- [Travail à faire]:
(1) D'après l'article sur Anna Toumazoff, pourquoi la militante rend-elle public le témoignage de la femme agressée par un chauffeur Uber ? Répondez en une à trois phrases.
(2) Traduisez en anglais cette phrase de l'article sur Anna Toumazoff : « Ce phénomène est la preuve que lorsqu'une femme sort de l'ombre pour prendre la parole, elle inspire les autres à en faire autant. »
(3) Reproduisez à l'identique le passage de l'article sur Anna Toumazoff qui va de « #sciencesporcs, 2021 » jusqu'à « de la réalité. ».

Articles récents \ France \ Société Anna Toumazoff, la lanceuse d’alerte féministe
Anna Toumazoff est une jeune féministe très présente sur les réseaux sociaux depuis 2019. Elle a mis en lien de nombreux témoignages de victimes de violences sexistes et sexuelles et a donc aidé un large public à se rendre compte de l’ampleur du problème.
Anna Toumazoff est à l’origine de trois hashtags qui ont fait beaucoup de bruit, tous dérivés de l’ère de #metoo : #doublepeine, #sciencesporcs et #ubercestover. Pour chacun de ces mouvements, le scénario est le même. Une victime contacte Anna Toumazoff et lui partage son témoignage et qu’elle s’occupe de relayer sur ses plateformes. Ensuite, une pluie de commentaires et messages racontant des faits très (trop) similaires afflue. Elle donne le premier coup de pied dans la fourmilière et les victimes se chargent du reste. Ce phénomène est la preuve que lorsqu’une femme sort de l’ombre pour prendre la parole, elle inspire les autres à en faire autant. C’est la force des réseaux sociaux, la jeune lanceuse d’alerte l’a parfaitement compris.
#ubercestover, 2019
La première fois qu’elle a déclenché ce genre de vague de témoignages, c’était concernant Uber et ses conducteurs de VTC. Alors que la popularité d’Anna Toumazoff monte en flèche sur les réseaux sociaux, elle est contactée par une femme qui lui raconte avoir été agressée sexuellement par un chauffeur Uber. Elle lui dit aussi que malgré son signalement à l’entreprise, Uber reste de marbre et brille par son inaction. Ils ne prennent pas sa plainte au moment de l’agression et le chauffeur récidive. C’est donc deux ans plus tard que la victime contacte Anna Toumazoff pour enfin le mettre hors d’état de nuire. La militante décide de partager ce témoignage publiquement pour faire pression sur la marque. Elle espère qu’ils contactent cette victime pour l’aider mais leur réaction dépasse toutes ses attentes. En 24h, des centaines de témoignages inondent les réseaux sociaux en reprenant le hashtag créé par Anna Toumazoff : #ubercestover. L’image de Uber change également à l’international. Ils perdent leur place de leader sur le marché des VTC et leur concurrent les dépasse même quelques jours. La marque n’a pas d’autre choix que de réagir. D’abord en prenant la parole sur ses réseaux sociaux puis en lançant une campagne d’affichage de prévention.
#sciencesporcs, 2021
Quelques années après la fin de ses études à Sciences Po Toulouse, Anna Toumazoff relaie le témoignage de viol d’une étudiante. Elle y raconte le bizutage (en réalité le mot ici devrait être viol) qu’elle a subi lors de la rentrée et l’inaction de l’établissement après avoir relaté les faits à des responsables. Des dénonciations similaires dans de nombreux établissements s’empilent mais, mais la réaction des mis en cause est plus mitigée. Anna Toumazoff sent qu’il y a une résistance interne qui empêche un réel changement. Depuis, des étudiant·es l’ont contactée pour lui dire que “des ajustements ont été faits, mais rien de mirobolant”. L’inspection générale de l’éducation établit un rapport sur la situation mais avec des chiffres bien en deçà de la réalité.

- [Extraits des items]:
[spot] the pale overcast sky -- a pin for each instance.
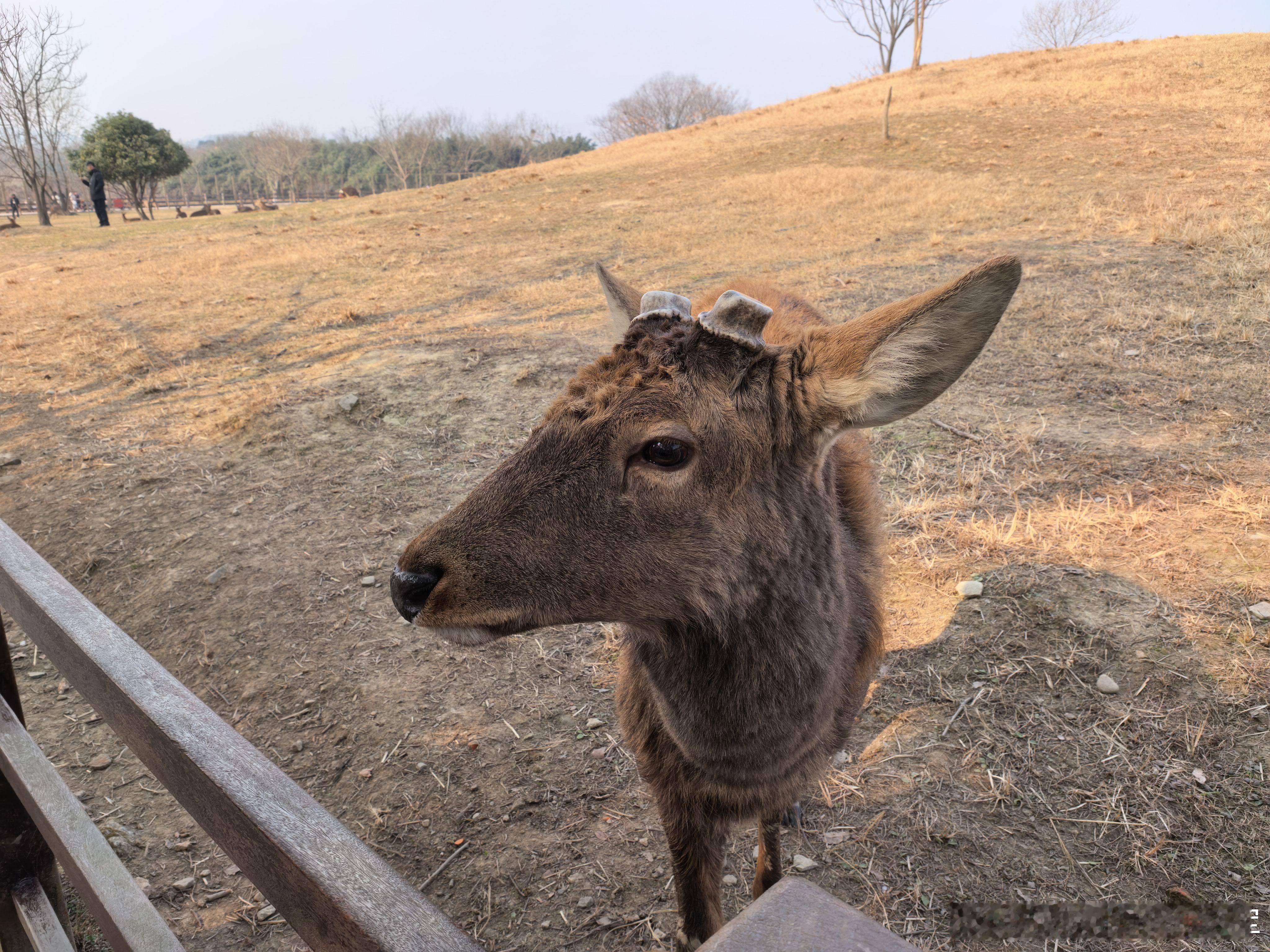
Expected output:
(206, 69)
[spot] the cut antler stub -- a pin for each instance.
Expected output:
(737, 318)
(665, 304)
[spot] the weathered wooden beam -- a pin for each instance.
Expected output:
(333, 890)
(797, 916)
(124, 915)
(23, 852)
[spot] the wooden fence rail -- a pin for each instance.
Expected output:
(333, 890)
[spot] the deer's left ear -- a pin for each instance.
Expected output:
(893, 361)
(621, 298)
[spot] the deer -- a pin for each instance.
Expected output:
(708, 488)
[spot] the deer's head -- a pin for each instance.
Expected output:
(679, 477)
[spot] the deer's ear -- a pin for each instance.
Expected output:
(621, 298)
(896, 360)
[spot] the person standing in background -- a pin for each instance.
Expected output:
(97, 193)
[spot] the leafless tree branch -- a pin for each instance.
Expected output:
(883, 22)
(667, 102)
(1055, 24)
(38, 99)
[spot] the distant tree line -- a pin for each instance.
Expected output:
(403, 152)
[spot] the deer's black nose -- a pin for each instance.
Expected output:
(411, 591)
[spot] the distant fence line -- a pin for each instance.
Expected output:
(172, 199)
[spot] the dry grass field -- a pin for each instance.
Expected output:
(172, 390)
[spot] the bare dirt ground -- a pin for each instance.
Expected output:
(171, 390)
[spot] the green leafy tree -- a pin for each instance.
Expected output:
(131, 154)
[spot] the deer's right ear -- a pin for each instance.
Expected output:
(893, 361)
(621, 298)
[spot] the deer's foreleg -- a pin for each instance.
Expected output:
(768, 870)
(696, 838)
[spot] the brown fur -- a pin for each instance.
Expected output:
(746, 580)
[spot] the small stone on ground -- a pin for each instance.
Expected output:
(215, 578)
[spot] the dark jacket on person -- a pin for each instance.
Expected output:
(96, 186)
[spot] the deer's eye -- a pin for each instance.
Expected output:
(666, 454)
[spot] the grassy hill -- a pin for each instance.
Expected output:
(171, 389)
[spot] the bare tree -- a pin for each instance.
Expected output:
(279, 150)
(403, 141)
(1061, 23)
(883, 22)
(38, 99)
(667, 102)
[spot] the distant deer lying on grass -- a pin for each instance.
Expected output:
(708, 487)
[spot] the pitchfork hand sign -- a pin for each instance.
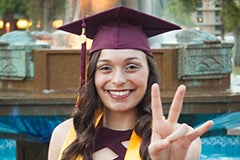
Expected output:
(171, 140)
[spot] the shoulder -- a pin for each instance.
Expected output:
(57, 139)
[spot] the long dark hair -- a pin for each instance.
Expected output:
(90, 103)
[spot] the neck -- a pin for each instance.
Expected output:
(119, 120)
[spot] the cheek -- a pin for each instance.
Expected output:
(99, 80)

- [Résultats]:
(1) Elle le partage pour faire pression sur la marque. Elle espère ainsi qu'Uber contactera cette victime pour l'aider.

(2) This phenomenon is proof that when a woman steps out of the shadows to speak up, she inspires others to do the same.

(3)
#sciencesporcs, 2021
Quelques années après la fin de ses études à Sciences Po Toulouse, Anna Toumazoff relaie le témoignage de viol d’une étudiante. Elle y raconte le bizutage (en réalité le mot ici devrait être viol) qu’elle a subi lors de la rentrée et l’inaction de l’établissement après avoir relaté les faits à des responsables. Des dénonciations similaires dans de nombreux établissements s’empilent mais, mais la réaction des mis en cause est plus mitigée. Anna Toumazoff sent qu’il y a une résistance interne qui empêche un réel changement. Depuis, des étudiant·es l’ont contactée pour lui dire que “des ajustements ont été faits, mais rien de mirobolant”. L’inspection générale de l’éducation établit un rapport sur la situation mais avec des chiffres bien en deçà de la réalité.